──────── Given records
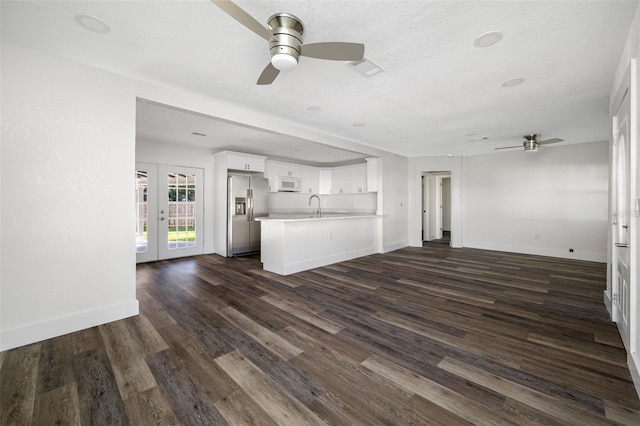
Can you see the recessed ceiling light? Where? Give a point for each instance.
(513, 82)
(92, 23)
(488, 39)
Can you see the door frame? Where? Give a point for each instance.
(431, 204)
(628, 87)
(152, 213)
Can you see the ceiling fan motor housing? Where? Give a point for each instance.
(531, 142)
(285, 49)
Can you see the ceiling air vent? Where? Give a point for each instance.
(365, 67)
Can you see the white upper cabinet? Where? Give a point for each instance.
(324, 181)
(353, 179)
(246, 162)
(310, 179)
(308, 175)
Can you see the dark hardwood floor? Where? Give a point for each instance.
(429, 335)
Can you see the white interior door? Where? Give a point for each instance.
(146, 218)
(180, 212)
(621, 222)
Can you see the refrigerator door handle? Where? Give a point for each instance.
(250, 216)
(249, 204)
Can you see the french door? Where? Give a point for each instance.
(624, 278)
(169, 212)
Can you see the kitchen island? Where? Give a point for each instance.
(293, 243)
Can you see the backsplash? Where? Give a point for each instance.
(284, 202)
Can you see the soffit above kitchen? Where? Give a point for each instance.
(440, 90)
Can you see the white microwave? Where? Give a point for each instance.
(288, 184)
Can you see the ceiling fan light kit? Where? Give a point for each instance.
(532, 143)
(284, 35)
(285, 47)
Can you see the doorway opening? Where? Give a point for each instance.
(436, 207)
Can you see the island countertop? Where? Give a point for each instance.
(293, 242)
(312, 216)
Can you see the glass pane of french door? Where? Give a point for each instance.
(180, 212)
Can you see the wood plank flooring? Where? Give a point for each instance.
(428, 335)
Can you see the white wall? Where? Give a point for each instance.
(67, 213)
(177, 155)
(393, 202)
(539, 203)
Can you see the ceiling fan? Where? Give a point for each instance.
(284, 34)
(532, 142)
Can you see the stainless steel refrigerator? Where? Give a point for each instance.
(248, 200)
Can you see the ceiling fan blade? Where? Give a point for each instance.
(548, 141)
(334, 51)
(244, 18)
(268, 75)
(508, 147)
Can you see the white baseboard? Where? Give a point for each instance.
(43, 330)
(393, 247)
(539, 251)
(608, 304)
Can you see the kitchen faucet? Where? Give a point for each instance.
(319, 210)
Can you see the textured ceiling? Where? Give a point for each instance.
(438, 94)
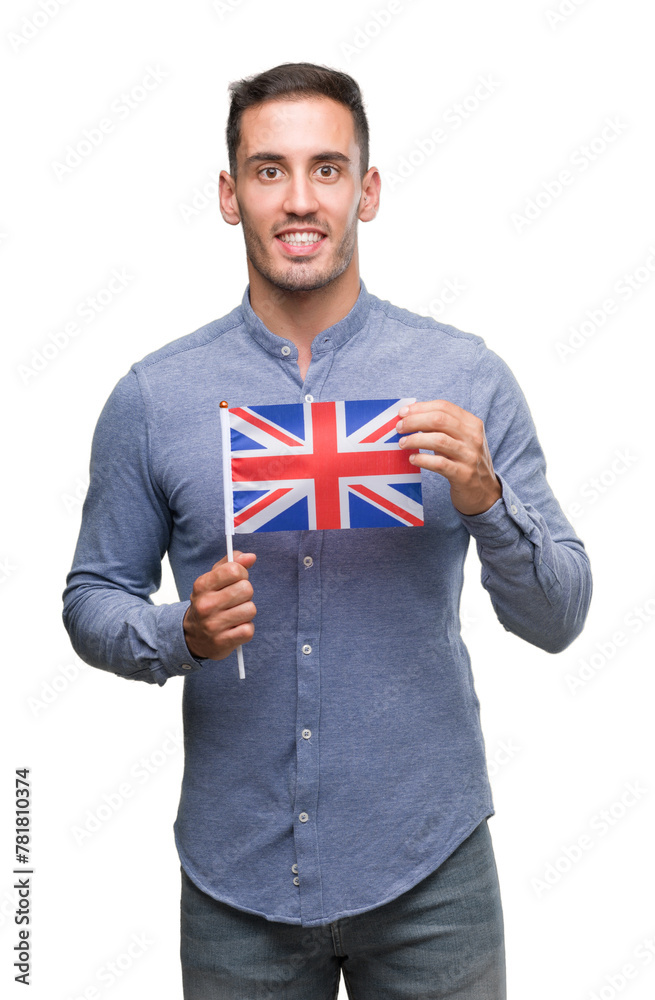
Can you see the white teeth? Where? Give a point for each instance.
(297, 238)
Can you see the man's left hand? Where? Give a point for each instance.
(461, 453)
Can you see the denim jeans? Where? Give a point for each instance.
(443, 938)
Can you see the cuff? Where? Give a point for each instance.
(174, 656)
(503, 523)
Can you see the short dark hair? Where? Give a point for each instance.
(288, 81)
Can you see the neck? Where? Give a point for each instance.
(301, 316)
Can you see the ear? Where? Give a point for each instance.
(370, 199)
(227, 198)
────────────────
──────── Given records
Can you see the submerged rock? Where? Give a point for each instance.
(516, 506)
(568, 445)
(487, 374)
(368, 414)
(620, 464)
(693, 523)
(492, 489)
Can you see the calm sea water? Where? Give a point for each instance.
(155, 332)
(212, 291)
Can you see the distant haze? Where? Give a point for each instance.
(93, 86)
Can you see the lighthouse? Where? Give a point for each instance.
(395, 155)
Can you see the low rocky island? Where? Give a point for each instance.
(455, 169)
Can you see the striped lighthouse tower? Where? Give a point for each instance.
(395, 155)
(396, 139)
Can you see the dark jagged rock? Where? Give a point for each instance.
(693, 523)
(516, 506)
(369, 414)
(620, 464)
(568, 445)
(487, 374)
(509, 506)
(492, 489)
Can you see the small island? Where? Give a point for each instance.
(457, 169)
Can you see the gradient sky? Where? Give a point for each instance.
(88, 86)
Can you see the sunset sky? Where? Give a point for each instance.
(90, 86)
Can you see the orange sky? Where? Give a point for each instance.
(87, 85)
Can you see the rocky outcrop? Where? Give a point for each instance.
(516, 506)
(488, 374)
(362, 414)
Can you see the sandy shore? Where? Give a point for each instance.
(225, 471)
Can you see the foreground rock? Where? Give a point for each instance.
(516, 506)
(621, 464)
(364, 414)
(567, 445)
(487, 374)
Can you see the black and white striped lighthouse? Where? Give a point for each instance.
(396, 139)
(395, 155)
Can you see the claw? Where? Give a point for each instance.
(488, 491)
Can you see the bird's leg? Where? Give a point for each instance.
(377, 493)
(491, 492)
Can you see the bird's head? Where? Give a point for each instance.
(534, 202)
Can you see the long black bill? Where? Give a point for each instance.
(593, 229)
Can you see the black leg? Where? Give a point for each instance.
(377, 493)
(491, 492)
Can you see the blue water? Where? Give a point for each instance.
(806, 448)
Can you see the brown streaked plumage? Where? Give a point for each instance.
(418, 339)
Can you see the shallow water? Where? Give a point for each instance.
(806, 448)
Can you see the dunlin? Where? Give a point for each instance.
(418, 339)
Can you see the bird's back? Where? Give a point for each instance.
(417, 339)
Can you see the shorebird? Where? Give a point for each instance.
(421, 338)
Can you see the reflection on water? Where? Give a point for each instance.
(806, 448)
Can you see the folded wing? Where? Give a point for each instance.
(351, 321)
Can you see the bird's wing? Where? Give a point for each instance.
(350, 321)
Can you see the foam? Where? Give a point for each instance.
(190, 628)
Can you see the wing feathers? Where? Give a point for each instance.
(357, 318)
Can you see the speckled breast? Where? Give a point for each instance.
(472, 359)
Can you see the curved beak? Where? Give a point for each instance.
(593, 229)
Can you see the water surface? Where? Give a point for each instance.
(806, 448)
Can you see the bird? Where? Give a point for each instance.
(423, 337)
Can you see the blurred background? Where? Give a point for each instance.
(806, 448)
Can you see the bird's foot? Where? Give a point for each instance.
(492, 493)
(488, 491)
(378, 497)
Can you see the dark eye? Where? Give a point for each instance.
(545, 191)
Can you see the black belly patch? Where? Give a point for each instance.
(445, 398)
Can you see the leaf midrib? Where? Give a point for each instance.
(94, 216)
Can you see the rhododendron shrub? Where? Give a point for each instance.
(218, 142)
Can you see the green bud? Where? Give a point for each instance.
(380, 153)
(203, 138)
────────────────
──────── Given records
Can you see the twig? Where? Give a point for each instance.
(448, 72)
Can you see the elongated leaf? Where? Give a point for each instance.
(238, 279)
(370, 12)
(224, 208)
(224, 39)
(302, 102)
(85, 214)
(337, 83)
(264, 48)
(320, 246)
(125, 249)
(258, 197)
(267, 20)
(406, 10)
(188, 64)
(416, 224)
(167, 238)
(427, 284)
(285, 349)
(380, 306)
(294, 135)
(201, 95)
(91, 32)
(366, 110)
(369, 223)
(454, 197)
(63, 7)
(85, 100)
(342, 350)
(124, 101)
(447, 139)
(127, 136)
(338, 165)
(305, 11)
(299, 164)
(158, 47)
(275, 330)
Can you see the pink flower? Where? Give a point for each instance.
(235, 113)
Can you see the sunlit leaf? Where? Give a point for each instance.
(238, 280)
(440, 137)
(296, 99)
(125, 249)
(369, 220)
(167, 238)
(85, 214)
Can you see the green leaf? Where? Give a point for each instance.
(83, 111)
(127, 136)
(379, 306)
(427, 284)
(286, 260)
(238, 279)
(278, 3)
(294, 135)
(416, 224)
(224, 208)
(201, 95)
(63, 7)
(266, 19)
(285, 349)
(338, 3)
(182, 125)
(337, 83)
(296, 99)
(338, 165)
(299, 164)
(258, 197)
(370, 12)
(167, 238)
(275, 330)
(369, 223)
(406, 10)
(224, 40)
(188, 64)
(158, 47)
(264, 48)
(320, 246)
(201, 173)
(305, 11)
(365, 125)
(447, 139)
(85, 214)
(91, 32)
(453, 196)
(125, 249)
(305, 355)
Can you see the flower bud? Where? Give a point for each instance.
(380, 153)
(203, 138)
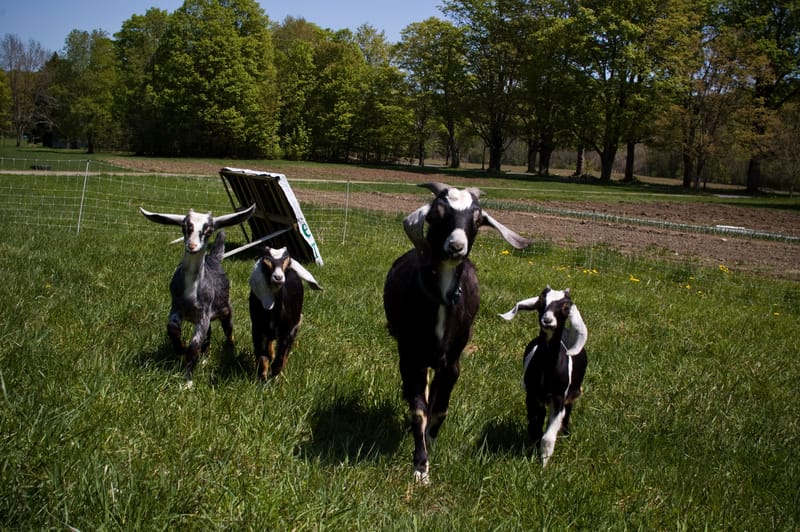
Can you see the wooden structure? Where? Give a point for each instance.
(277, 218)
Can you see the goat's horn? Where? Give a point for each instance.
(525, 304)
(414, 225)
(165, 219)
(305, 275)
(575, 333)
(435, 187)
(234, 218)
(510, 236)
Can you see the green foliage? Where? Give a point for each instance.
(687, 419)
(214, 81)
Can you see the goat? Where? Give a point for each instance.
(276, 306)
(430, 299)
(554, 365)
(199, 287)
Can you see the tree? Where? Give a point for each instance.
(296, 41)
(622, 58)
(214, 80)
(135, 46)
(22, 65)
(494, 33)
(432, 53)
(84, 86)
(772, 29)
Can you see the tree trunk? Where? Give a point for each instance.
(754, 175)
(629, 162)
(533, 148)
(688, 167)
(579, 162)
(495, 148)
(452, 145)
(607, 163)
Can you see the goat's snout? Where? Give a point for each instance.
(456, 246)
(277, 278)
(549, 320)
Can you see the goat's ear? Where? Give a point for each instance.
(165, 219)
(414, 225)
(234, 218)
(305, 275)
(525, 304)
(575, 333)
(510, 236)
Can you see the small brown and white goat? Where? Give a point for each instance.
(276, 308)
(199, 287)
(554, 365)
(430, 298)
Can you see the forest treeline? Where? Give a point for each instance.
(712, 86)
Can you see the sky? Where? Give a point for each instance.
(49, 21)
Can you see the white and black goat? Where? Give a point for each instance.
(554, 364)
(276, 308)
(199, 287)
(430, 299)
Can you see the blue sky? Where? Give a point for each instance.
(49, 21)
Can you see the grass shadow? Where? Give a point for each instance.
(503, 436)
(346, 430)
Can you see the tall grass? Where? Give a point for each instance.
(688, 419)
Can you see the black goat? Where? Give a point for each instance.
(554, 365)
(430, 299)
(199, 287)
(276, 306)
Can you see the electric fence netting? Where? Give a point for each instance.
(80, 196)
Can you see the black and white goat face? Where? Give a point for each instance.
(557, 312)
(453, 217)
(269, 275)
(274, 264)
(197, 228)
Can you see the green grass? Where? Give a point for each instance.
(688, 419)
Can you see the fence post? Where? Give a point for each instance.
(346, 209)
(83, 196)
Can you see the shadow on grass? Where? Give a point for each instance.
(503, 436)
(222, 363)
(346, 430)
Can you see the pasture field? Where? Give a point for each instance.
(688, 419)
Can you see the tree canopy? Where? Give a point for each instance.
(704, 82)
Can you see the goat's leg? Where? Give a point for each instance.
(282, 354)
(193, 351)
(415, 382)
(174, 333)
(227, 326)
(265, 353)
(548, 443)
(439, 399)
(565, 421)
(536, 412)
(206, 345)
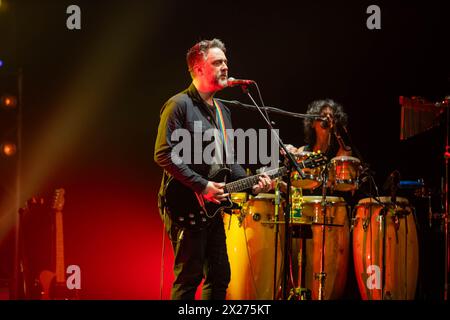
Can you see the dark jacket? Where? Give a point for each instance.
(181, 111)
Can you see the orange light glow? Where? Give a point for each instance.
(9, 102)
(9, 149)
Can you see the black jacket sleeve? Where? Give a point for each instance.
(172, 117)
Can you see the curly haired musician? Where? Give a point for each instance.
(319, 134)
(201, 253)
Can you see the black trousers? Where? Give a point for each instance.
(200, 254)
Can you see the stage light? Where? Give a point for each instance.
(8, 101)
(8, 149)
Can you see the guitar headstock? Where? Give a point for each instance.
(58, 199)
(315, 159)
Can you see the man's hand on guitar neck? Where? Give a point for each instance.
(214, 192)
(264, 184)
────────────────
▶ [What the task requires]:
Count the lines in the listing above that contain the string "rocky", treating uppercase and lowercase as different. Give only the number.

▶ [Result of the task]:
2